*Written problem*: Give back each of the items below word for word, with nothing changed.
— Begin Data shown —
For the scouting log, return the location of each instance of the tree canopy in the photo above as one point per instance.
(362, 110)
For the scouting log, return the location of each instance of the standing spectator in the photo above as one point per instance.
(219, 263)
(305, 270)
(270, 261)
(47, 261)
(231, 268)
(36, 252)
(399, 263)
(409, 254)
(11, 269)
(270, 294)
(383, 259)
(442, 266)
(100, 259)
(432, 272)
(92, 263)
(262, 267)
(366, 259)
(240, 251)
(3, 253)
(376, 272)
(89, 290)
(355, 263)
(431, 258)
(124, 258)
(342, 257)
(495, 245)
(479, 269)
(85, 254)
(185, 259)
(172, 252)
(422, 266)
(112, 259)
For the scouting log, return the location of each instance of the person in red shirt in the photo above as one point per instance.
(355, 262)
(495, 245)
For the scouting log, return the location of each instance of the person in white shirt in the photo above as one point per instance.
— End Data shown —
*In response*:
For the scouting log, return the location of each instance of the tree canopy in the photo above as one point per instance.
(362, 110)
For the scouting log, return the location of each instance of the standing spectator in the photo above as one point per instance.
(219, 263)
(305, 270)
(270, 261)
(47, 261)
(231, 268)
(36, 252)
(399, 263)
(409, 254)
(11, 269)
(270, 294)
(383, 259)
(442, 266)
(100, 259)
(432, 272)
(92, 263)
(262, 267)
(366, 259)
(240, 251)
(3, 253)
(376, 272)
(89, 290)
(355, 263)
(431, 258)
(124, 258)
(342, 257)
(495, 245)
(479, 269)
(85, 254)
(185, 259)
(172, 252)
(422, 266)
(112, 259)
For the scouting log, return the location of each instance of the person in red shirt in the photo above as one point per instance.
(355, 262)
(495, 245)
For the scouting log, return the location of each instance of the person in white shirt in the photo above as one point per instance.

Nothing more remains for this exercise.